INPUT FOR THIS TASK:
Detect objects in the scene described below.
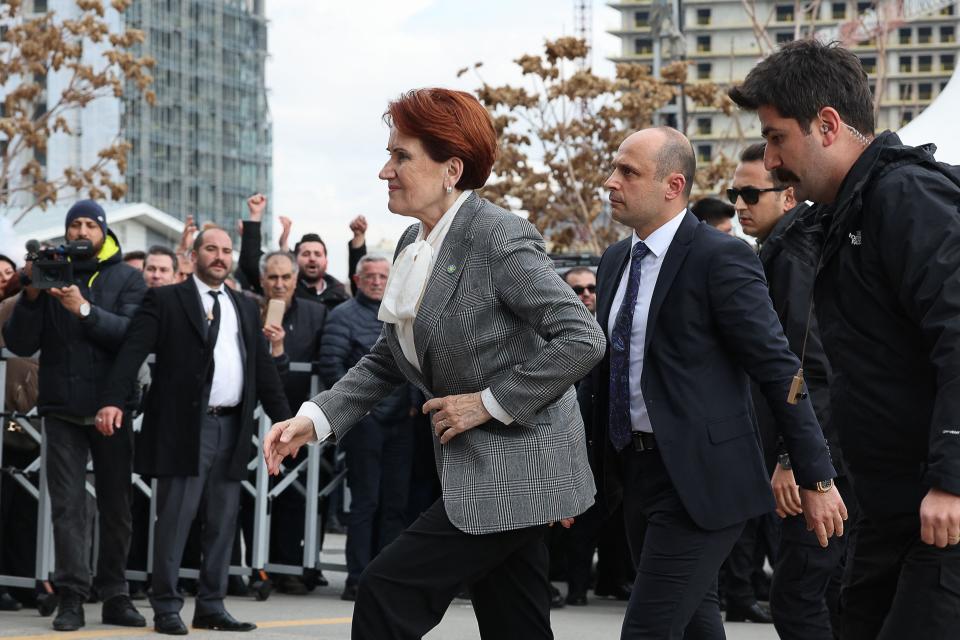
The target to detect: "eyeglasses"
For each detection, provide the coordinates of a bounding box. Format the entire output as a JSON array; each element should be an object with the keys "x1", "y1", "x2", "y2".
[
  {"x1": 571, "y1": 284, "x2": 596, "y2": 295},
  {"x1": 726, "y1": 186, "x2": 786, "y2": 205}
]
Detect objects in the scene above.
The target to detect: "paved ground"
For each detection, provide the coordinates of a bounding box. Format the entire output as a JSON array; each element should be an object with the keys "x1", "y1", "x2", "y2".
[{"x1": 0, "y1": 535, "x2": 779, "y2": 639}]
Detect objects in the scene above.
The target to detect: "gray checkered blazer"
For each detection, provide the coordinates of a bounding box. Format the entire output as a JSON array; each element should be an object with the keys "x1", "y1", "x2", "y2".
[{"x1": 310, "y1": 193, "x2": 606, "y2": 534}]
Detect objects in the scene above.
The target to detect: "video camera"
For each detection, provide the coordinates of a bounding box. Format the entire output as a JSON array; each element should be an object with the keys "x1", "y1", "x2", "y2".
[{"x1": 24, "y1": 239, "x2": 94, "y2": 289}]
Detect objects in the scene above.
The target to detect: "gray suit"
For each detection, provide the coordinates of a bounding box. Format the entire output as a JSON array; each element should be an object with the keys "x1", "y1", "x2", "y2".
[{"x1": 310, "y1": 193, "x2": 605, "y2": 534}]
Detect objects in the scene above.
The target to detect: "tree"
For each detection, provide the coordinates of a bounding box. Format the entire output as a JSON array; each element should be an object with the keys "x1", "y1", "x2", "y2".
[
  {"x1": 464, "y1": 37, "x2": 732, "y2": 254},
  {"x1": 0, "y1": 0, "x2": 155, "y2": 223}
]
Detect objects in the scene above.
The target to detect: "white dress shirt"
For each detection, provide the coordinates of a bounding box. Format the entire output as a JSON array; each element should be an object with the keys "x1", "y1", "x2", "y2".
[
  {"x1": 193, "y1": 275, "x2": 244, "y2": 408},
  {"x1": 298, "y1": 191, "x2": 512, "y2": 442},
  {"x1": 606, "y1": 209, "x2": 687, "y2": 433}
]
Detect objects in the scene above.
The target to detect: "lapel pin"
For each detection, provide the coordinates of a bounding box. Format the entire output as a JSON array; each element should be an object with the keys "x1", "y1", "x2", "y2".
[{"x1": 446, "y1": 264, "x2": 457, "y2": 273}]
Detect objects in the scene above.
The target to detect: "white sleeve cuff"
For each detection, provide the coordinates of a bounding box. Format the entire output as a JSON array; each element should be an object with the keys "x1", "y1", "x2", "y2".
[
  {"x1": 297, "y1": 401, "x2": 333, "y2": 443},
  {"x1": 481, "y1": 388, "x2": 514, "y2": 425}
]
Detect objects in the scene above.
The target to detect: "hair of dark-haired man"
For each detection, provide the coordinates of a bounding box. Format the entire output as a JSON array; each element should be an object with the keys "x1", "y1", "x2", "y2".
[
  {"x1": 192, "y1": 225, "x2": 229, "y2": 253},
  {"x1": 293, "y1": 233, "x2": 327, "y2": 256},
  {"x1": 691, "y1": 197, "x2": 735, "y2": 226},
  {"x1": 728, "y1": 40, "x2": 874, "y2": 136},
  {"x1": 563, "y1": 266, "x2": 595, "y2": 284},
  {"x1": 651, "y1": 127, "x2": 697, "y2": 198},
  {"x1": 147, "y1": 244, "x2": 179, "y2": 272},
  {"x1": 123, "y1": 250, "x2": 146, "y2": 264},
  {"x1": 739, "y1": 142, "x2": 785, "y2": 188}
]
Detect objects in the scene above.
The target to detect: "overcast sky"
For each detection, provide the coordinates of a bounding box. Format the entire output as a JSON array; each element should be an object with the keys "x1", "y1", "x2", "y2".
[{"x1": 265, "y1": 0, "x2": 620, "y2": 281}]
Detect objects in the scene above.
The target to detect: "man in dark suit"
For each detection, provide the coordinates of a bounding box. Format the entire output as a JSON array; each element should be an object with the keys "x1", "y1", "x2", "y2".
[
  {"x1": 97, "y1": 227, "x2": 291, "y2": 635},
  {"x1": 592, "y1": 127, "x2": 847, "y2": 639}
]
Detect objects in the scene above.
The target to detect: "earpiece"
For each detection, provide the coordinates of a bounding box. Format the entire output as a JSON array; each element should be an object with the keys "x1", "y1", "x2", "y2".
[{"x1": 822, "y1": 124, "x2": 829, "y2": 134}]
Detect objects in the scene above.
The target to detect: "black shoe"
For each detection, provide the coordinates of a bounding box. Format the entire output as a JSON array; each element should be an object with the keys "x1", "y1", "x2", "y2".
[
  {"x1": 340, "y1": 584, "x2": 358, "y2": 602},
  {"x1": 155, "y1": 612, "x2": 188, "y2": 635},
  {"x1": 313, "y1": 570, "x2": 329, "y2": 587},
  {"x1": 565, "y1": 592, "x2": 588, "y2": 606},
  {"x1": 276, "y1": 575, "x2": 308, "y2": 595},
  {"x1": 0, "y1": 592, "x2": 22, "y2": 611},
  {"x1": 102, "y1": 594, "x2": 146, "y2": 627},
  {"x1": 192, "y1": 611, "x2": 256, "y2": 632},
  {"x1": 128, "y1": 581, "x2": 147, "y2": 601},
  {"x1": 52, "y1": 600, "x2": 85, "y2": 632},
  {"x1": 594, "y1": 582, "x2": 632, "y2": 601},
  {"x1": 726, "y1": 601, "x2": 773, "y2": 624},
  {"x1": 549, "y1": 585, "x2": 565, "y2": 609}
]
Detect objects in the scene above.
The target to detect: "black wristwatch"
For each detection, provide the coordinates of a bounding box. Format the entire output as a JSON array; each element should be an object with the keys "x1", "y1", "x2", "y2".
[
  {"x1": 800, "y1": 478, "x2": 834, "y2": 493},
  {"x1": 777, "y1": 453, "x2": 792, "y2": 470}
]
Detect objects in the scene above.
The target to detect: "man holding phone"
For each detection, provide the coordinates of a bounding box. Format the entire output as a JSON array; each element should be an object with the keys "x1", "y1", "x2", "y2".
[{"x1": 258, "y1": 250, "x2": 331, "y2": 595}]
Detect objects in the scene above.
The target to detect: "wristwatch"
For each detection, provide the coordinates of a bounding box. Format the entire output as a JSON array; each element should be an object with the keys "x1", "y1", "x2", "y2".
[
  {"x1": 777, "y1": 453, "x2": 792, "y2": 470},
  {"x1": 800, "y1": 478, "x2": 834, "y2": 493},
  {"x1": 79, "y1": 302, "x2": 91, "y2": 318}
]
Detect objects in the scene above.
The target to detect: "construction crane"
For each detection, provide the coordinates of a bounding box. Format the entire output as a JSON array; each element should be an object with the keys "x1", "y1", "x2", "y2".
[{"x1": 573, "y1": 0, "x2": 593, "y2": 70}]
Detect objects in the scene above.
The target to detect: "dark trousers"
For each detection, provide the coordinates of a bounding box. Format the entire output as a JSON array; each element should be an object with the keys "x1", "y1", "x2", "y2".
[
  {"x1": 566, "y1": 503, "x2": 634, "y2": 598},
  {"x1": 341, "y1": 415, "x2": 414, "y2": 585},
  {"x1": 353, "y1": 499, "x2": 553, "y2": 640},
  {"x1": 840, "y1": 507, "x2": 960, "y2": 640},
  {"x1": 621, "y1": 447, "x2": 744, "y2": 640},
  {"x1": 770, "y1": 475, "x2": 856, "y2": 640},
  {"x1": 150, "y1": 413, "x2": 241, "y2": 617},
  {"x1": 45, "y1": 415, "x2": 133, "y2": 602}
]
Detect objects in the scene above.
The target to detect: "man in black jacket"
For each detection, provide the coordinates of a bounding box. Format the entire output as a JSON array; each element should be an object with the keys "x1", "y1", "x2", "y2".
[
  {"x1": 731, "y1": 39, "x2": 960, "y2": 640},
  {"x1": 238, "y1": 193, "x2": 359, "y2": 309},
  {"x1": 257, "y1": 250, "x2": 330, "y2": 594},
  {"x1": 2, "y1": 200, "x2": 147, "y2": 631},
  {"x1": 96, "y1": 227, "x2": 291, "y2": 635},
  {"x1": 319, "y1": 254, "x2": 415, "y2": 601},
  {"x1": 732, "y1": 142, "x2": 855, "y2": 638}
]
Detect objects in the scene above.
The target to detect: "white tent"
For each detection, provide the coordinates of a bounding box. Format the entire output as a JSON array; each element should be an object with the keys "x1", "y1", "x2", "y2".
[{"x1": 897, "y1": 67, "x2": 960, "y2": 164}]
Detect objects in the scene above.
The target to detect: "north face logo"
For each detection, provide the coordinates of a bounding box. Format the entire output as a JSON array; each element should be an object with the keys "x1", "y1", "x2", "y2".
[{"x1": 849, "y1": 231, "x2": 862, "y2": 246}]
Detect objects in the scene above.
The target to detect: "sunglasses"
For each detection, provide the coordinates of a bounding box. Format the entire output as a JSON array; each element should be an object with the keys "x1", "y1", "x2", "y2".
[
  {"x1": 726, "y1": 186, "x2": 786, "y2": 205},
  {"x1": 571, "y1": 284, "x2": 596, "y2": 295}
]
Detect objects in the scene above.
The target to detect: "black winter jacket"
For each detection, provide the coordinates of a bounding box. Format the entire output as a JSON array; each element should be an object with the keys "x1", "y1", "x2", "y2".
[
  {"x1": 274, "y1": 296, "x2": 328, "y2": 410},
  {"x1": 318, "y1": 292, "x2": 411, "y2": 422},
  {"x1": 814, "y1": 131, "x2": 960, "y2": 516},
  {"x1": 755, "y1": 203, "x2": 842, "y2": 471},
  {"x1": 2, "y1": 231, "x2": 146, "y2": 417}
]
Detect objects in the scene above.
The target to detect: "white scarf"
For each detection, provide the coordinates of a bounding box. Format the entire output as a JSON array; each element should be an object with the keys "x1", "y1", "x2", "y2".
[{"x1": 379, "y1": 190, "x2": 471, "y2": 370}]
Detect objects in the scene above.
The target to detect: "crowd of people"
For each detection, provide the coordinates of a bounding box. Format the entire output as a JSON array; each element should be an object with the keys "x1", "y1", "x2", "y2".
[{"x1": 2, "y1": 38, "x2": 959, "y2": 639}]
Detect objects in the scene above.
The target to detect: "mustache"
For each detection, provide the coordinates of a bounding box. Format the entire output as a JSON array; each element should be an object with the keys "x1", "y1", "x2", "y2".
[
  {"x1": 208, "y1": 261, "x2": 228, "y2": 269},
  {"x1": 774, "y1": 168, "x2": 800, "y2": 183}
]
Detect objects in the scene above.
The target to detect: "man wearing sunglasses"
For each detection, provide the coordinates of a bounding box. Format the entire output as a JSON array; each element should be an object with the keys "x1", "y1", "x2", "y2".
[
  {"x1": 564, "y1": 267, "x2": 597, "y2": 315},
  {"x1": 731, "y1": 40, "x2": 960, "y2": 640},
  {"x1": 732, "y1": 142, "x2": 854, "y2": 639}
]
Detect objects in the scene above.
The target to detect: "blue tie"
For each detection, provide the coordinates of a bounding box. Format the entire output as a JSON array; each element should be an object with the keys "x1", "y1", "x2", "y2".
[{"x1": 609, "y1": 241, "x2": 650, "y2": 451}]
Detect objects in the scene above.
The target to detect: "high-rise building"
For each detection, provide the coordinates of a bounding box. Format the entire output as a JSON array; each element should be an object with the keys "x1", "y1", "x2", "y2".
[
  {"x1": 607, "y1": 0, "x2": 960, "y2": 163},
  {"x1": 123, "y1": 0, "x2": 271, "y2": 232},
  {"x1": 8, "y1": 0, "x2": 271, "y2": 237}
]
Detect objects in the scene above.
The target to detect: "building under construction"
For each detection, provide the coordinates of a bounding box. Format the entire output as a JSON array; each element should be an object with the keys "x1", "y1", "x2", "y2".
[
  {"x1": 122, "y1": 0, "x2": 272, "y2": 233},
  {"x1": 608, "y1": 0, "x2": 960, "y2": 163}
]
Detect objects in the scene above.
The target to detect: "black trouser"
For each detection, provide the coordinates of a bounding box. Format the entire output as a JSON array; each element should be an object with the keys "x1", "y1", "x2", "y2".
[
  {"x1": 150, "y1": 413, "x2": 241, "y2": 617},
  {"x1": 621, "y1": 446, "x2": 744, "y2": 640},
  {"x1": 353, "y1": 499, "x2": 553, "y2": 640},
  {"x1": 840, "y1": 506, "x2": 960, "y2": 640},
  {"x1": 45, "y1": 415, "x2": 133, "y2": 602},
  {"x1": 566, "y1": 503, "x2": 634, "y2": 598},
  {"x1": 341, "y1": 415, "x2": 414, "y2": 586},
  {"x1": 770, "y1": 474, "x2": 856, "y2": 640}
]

WORK REQUEST: Within the records, how many lines carry the word "wristwatch"? Reply with the figure alone.

SOLUTION: 2